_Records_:

------------------------------

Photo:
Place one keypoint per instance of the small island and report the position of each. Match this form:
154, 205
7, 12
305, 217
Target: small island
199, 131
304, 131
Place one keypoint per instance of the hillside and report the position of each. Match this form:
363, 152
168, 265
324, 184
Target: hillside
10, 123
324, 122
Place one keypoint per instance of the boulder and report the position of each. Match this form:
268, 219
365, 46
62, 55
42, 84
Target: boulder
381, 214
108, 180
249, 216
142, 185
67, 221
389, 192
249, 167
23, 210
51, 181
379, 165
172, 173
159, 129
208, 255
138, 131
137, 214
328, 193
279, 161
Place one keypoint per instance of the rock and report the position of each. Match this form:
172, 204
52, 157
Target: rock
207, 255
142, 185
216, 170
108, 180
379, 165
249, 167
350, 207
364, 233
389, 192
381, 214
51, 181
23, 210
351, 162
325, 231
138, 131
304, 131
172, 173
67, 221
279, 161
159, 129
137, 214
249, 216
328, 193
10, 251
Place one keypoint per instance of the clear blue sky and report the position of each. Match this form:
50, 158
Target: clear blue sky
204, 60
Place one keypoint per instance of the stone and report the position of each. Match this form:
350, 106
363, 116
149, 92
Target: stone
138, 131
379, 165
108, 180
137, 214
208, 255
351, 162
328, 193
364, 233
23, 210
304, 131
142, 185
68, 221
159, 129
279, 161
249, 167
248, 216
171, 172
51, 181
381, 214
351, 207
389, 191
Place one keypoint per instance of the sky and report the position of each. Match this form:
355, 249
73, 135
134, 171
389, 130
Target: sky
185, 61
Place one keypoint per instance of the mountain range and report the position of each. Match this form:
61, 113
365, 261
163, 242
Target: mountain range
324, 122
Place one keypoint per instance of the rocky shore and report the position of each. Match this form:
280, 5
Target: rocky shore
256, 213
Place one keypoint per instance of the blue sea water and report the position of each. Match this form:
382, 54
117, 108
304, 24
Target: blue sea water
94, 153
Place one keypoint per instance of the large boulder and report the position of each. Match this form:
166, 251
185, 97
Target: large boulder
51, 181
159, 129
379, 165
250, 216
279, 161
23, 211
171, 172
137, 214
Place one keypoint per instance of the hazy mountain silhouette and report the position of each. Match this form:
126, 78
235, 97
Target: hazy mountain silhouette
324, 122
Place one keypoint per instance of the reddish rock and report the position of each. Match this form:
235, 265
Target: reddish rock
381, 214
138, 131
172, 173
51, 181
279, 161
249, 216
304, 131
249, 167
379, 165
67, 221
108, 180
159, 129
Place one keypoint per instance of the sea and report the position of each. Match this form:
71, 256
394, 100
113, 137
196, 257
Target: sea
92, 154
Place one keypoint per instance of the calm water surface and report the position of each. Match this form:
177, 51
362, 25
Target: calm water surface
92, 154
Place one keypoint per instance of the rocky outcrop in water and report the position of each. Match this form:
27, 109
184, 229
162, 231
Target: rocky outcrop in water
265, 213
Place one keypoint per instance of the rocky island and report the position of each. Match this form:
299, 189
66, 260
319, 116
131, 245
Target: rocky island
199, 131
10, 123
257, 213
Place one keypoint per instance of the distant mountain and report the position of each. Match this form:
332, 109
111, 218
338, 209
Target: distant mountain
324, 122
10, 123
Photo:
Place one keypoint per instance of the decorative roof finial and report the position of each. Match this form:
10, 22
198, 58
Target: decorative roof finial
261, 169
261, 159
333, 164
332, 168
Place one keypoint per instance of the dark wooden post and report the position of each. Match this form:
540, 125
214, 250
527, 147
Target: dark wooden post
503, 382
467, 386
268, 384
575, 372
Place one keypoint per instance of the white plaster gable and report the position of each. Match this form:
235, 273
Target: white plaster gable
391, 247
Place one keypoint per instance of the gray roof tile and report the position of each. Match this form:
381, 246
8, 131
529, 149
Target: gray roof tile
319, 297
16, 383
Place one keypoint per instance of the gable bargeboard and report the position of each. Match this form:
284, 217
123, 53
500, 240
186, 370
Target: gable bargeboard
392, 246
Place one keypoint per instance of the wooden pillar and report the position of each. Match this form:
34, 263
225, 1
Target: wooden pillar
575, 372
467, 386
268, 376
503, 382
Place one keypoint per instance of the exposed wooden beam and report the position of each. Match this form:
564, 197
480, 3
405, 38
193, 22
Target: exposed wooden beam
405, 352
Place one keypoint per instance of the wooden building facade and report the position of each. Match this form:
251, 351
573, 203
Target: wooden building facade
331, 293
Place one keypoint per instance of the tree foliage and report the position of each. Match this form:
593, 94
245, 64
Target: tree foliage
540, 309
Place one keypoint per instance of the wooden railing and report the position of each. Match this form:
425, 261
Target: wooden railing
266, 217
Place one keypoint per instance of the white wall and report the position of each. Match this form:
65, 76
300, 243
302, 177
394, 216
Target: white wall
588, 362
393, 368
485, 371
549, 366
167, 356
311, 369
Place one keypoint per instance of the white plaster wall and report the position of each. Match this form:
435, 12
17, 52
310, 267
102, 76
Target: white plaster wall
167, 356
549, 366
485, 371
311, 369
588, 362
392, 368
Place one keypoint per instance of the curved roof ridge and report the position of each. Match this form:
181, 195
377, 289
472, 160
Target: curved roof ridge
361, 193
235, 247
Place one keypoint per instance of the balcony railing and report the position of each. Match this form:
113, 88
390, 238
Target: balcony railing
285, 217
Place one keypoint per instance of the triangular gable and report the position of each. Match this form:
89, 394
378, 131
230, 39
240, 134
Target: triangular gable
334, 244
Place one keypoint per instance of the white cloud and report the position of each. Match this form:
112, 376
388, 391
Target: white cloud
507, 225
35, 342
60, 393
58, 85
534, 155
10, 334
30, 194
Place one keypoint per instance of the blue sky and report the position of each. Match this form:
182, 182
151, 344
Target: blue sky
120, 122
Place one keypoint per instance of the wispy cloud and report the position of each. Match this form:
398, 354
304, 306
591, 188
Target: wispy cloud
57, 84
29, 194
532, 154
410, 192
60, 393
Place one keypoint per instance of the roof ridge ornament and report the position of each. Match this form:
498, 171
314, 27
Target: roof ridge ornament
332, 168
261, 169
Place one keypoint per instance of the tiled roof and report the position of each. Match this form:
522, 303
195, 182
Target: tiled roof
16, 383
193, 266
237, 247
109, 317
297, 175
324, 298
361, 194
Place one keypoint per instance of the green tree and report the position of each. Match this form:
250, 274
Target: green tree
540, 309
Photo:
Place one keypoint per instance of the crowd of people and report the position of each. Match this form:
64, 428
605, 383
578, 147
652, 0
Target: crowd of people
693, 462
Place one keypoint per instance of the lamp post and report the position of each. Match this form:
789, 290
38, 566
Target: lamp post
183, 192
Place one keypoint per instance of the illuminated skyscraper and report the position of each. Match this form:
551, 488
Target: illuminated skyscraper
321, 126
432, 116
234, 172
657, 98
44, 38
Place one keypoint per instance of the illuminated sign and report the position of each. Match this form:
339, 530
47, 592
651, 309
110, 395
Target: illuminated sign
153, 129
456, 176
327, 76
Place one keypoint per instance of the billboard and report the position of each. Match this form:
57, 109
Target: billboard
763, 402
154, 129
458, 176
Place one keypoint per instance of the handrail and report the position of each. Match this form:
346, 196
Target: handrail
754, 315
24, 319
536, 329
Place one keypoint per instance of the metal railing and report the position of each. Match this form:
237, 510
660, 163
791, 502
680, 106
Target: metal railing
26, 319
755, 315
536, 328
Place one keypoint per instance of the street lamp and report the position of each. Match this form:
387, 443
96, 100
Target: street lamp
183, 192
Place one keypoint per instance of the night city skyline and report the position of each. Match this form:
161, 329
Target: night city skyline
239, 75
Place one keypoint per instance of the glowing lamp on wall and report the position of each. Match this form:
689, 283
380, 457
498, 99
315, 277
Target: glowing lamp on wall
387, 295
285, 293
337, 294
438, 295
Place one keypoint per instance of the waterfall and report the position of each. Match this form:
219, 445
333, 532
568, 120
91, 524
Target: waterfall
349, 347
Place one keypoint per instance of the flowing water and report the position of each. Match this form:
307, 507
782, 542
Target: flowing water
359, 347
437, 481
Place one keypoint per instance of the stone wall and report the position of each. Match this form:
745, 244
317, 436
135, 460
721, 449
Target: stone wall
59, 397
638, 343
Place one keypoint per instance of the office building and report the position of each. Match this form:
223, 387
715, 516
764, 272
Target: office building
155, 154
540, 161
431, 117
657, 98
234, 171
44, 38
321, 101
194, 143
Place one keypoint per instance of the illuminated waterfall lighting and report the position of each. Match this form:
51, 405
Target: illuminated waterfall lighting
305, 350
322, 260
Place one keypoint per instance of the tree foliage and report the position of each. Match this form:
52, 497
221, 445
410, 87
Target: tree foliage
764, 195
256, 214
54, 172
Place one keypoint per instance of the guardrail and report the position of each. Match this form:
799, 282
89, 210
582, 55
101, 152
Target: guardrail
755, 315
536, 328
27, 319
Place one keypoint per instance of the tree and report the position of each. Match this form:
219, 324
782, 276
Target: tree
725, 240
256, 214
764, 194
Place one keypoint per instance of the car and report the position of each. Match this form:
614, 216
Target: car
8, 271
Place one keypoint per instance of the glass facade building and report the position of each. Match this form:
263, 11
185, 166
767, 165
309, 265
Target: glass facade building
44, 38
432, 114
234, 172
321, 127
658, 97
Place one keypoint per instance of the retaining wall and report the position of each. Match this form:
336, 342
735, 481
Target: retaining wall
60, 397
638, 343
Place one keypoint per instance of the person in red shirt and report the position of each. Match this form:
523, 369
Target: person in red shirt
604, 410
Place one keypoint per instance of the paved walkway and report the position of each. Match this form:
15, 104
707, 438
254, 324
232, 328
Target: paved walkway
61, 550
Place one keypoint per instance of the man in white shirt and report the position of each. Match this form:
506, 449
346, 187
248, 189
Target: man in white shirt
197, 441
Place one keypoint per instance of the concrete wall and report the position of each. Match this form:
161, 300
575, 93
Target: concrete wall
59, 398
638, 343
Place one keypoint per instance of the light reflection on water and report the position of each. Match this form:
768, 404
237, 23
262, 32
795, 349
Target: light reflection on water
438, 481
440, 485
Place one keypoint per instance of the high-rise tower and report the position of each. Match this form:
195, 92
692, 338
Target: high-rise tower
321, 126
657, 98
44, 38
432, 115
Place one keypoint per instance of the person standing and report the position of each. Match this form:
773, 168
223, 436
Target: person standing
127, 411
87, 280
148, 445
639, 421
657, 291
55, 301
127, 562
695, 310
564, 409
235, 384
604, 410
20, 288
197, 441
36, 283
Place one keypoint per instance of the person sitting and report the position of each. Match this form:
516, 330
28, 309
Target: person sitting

------------------------------

Quote every line from the line containing "Place one keypoint per instance of the concrete" through the closing line of the listing, including both.

_Result for this task_:
Place one keypoint per instance of the concrete wall and report the position of each. Match this form:
161, 300
575, 93
Target: concrete wall
59, 398
638, 343
Place one keypoint per instance of the light reflection on water and report the position of each. Match this form:
768, 404
237, 23
262, 32
795, 349
Target: light reflection on water
438, 481
440, 485
Place one keypoint per instance of the high-rise tower and report the position of each. Match this form:
195, 92
692, 338
Target: high-rise tower
321, 126
657, 98
44, 38
432, 115
Place one keypoint per instance of the person standing and report the position of each. Match this form:
773, 168
223, 436
Target: person standing
127, 411
87, 280
148, 445
639, 421
657, 291
55, 301
127, 562
695, 310
564, 409
235, 384
604, 410
20, 288
197, 441
36, 283
Place one keypoint per instance of the person sitting and report the position of each. Match this form:
516, 330
28, 309
Target: person sitting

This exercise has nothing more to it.